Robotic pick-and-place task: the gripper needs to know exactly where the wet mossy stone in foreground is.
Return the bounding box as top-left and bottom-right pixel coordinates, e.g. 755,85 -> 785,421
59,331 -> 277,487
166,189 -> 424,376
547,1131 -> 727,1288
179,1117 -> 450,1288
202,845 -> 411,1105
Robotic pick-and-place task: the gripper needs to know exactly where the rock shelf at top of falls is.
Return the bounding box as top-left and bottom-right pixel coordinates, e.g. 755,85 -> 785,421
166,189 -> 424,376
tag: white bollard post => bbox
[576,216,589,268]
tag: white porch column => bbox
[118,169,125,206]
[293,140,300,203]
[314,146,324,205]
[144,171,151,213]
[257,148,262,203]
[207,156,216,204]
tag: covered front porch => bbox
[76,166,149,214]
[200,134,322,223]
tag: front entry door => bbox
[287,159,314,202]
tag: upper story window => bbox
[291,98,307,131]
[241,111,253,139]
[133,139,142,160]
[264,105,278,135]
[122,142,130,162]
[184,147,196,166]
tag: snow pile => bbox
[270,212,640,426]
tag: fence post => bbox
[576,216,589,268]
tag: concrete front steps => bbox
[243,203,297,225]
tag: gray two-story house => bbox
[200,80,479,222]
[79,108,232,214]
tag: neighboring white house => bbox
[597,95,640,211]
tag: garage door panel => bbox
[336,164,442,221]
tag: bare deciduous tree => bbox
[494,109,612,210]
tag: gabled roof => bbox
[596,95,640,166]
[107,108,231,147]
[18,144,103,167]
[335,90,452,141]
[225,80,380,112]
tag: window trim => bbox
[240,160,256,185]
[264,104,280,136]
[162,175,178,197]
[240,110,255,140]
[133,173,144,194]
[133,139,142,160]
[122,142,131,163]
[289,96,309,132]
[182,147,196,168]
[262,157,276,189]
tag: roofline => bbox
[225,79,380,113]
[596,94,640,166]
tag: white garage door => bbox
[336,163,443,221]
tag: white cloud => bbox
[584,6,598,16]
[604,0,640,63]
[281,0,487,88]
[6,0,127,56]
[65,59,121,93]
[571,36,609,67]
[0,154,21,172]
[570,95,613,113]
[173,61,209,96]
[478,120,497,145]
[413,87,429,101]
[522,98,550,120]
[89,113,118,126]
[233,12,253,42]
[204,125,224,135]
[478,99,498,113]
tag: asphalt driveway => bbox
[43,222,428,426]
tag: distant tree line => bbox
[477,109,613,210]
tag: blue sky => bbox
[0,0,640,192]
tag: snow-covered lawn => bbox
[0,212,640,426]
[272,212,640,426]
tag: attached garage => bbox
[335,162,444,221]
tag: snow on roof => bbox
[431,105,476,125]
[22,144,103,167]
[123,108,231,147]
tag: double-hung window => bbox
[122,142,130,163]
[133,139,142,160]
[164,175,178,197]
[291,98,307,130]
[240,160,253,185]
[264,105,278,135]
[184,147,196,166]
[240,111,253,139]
+ + + + +
### YOUR GOAL
Rewrite every line of the data above as a Markdown table with the columns "Row" and "Line," numbering the rows in order and leaving out blank lines.

### WRITTEN ANSWER
| Row | Line |
|---|---|
| 1 | Robotic pick-and-place task: the gripper needs to know exactly where the wet mossy stone in foreground is. |
| 2 | Return the bounding box as top-left and bottom-right pixel coordinates, e.g. 755,85 -> 785,421 |
| 3 | 59,331 -> 277,487 |
| 4 | 166,189 -> 424,376 |
| 5 | 547,1131 -> 727,1288 |
| 6 | 179,1117 -> 450,1288 |
| 7 | 202,845 -> 411,1105 |
| 8 | Robotic pick-and-place task: the gripper needs to know exactly where the rock shelf at top of falls is. |
| 9 | Return the bounding box as top-left and bottom-right pixel coordinates, e.g. 755,85 -> 785,421 |
| 10 | 166,189 -> 424,376 |
| 11 | tag: white bollard post => bbox |
| 12 | [576,216,589,268] |
| 13 | tag: white porch column => bbox |
| 14 | [118,169,125,206] |
| 15 | [293,140,300,203] |
| 16 | [314,146,324,205] |
| 17 | [144,171,151,213] |
| 18 | [257,148,262,203] |
| 19 | [207,156,216,204] |
| 20 | tag: covered front porch => bbox |
| 21 | [76,166,149,214] |
| 22 | [200,134,322,223] |
| 23 | tag: front entry door => bbox |
| 24 | [287,159,314,202] |
| 25 | tag: upper story window => bbox |
| 26 | [291,98,307,131] |
| 27 | [241,111,253,139] |
| 28 | [133,139,142,160] |
| 29 | [264,105,278,135] |
| 30 | [122,142,130,162] |
| 31 | [184,147,196,166] |
| 32 | tag: snow pile => bbox |
| 33 | [270,212,640,426] |
| 34 | tag: fence post => bbox |
| 35 | [576,216,589,268] |
| 36 | tag: concrete front steps => bbox |
| 37 | [243,203,297,225] |
| 38 | tag: gray two-story house => bbox |
| 39 | [200,80,479,222] |
| 40 | [79,108,232,214] |
| 41 | tag: neighboring white house => bbox |
| 42 | [597,95,640,211] |
| 43 | tag: garage door panel => bbox |
| 44 | [336,164,442,221] |
| 45 | tag: bare deciduous tree => bbox |
| 46 | [494,109,612,210] |
| 47 | tag: gabled roof => bbox |
| 48 | [596,95,640,166] |
| 49 | [107,108,231,147] |
| 50 | [18,144,103,167] |
| 51 | [335,90,452,141] |
| 52 | [225,80,380,112] |
| 53 | tag: window trim => bbox |
| 54 | [240,160,256,185] |
| 55 | [264,104,280,136] |
| 56 | [162,175,178,197] |
| 57 | [240,110,255,140] |
| 58 | [133,173,144,194] |
| 59 | [133,139,142,160] |
| 60 | [122,142,131,163] |
| 61 | [289,96,309,132] |
| 62 | [182,147,196,168] |
| 63 | [262,157,276,189] |
| 64 | tag: roofline => bbox |
| 65 | [225,79,380,113] |
| 66 | [596,94,640,166] |
| 67 | tag: white garage door => bbox |
| 68 | [336,163,443,221] |
| 69 | tag: white cloud => bbox |
| 70 | [584,6,598,16] |
| 71 | [604,0,640,63] |
| 72 | [281,0,487,88] |
| 73 | [6,0,127,56] |
| 74 | [65,59,121,93] |
| 75 | [571,36,609,67] |
| 76 | [0,154,21,172] |
| 77 | [570,95,613,113] |
| 78 | [173,61,209,96] |
| 79 | [478,120,497,145] |
| 80 | [413,87,429,101] |
| 81 | [522,98,550,120] |
| 82 | [89,113,118,126] |
| 83 | [233,12,253,42] |
| 84 | [204,125,224,135] |
| 85 | [478,99,498,113] |
| 86 | tag: asphalt driveway => bbox |
| 87 | [43,222,428,426] |
| 88 | tag: distant tree line => bbox |
| 89 | [477,109,613,210] |
| 90 | tag: blue sky => bbox |
| 91 | [0,0,640,192] |
| 92 | tag: snow-covered lawn => bbox |
| 93 | [0,212,640,426] |
| 94 | [272,212,640,426] |
| 95 | tag: attached garage => bbox |
| 96 | [335,162,444,221] |
| 97 | tag: snow on roof => bbox |
| 98 | [431,105,476,125] |
| 99 | [22,144,103,167] |
| 100 | [123,108,231,147] |
| 101 | tag: double-hung window => bbox |
| 102 | [122,142,130,163] |
| 103 | [133,139,142,160] |
| 104 | [164,175,178,197] |
| 105 | [291,98,307,130] |
| 106 | [240,160,253,185] |
| 107 | [264,105,278,135] |
| 108 | [184,147,196,166] |
| 109 | [240,111,253,139] |